● **Assignment**: Reproduce the data below exactly. Skip the pictures.

[Image-grounded pointing data]
::::::::::

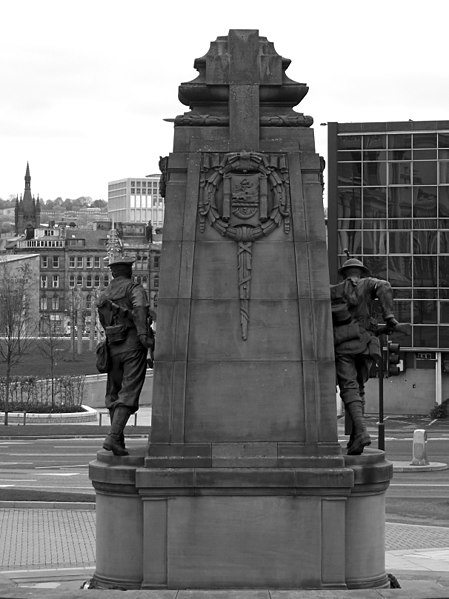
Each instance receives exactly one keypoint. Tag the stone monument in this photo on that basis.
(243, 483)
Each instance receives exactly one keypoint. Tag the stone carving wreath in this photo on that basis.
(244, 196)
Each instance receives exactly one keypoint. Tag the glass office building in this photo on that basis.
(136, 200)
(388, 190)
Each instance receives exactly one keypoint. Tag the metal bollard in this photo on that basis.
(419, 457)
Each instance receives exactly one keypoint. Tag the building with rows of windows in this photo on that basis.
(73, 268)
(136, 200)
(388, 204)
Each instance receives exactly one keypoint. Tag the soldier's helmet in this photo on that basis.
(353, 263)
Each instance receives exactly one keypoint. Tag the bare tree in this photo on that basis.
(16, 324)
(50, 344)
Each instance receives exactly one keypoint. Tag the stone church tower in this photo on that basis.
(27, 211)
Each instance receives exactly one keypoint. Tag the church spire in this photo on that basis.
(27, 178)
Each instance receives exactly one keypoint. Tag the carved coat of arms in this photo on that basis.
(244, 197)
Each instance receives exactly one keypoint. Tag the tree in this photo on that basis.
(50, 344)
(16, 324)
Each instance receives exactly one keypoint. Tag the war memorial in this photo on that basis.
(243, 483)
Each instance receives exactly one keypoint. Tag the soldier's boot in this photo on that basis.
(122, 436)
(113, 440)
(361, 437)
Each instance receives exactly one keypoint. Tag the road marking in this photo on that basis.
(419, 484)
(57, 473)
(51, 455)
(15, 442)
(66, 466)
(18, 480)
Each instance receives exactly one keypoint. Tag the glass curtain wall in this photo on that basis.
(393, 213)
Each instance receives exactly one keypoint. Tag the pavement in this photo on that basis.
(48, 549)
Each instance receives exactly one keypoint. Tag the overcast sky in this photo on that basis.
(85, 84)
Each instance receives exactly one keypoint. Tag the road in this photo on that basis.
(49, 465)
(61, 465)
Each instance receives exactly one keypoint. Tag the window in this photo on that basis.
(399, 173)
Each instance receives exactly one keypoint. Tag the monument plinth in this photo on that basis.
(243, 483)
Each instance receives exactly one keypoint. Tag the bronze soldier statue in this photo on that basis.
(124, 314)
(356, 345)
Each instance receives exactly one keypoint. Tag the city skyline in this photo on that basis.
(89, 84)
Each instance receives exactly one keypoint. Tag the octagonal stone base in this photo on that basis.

::::::::::

● **Solution to this task**:
Each instance receives exactly one keypoint. Tag the stone monument in this photo on that basis.
(243, 483)
Each instance receives exactly one keypoint. Tag the stone carving wreath in this photo on that basis.
(244, 196)
Each instance receives exactly one keypoint. Tag the glass office building in this photo on that basis.
(136, 200)
(388, 190)
Each instance receives exactly one keypoint. Tag the metal bollard in this photo on that basis.
(419, 457)
Each instance receives exactly one keypoint. Tag the building with rows of windows in this photo on that basis.
(73, 268)
(136, 200)
(388, 204)
Each instance receives exactly one keypoint. Tag the soldier's helmet in this photo on that basis.
(353, 263)
Each instance receives exactly one keypoint. Tag the bare tree in this photo on that basis.
(16, 324)
(50, 344)
Each instance receives exactly one keypoint. Tag the stone church tower in this photo on that basis.
(27, 211)
Each instance receives exactly one keypoint. Tag the church spire in this photo on that basis.
(27, 178)
Each instance receives exactly one keypoint. Tag the carved coat of arms in this photo on that basis.
(244, 197)
Each instance receives exactly one keypoint. Tag the tree in this photo on that basis.
(50, 344)
(16, 324)
Each instance receives exactly one keypoint. Tag the war memorial in this photo on that basis.
(243, 483)
Each instance receives exactly one keypoint. Tag the soldier's boot in this photo on that basis.
(122, 436)
(113, 440)
(361, 437)
Each instance receives exactly one keypoint. Tag the road marking in this photo on that basis.
(419, 484)
(57, 473)
(51, 455)
(15, 442)
(66, 466)
(18, 480)
Each instance receives exactly one keypoint. Tag the glass curtain wall in this photo on that basis.
(393, 213)
Each instance receives exactly one keypoint. Tag the pavement in this photo on that basis.
(48, 549)
Each instance receives exactly one keypoint. Tag the overcast sky in this photo on that basis.
(85, 84)
Each instance receives exactly one keypoint. Tag the road in this photo on that basis.
(49, 465)
(61, 465)
Each instance receives exactly one keypoint. Tag the window in this photo on that basis.
(399, 173)
Each instance receives exactly one keypoint. Tag the monument plinth in this photo on that basis.
(243, 483)
Each instance receives exactly one keypoint. Tag the bronze soldier statue in this photo on that basis.
(124, 314)
(356, 345)
Each instance receives exactly one keypoint. Tag the city skyline in this photo on that basis.
(89, 84)
Each instance receives exactly one keypoint. Tag the octagonal stone base in this photo on that basis.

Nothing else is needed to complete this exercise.